■ Collected data
========================================
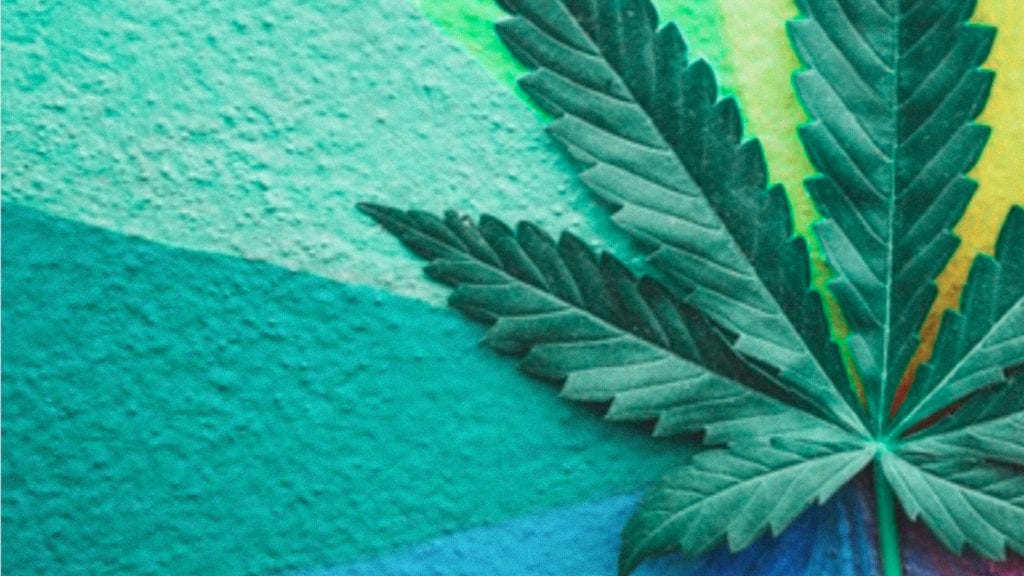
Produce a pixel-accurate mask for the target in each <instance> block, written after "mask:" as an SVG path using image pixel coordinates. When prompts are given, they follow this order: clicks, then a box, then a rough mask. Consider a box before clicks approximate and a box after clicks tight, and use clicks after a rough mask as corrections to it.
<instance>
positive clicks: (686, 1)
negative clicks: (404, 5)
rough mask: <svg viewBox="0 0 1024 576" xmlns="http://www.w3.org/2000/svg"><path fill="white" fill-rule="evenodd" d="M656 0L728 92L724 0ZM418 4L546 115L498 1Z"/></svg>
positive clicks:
========================================
Reproduce every line of the material above word for word, leaving out the pictures.

Produce a pixel-accurate mask for the target in each <instance> block, written after "mask:" as an SVG path using image pixel coordinates. When prompts are given, they follow this order: clicks, then a box, then a rough mask. Consider a box before clicks approximate and a box after clicks tight, and use clicks after a rough mask as corrections to it.
<instance>
positive clicks: (686, 1)
negative clicks: (404, 5)
rough mask: <svg viewBox="0 0 1024 576" xmlns="http://www.w3.org/2000/svg"><path fill="white" fill-rule="evenodd" d="M656 0L728 92L724 0ZM418 4L546 115L498 1Z"/></svg>
positive clicks:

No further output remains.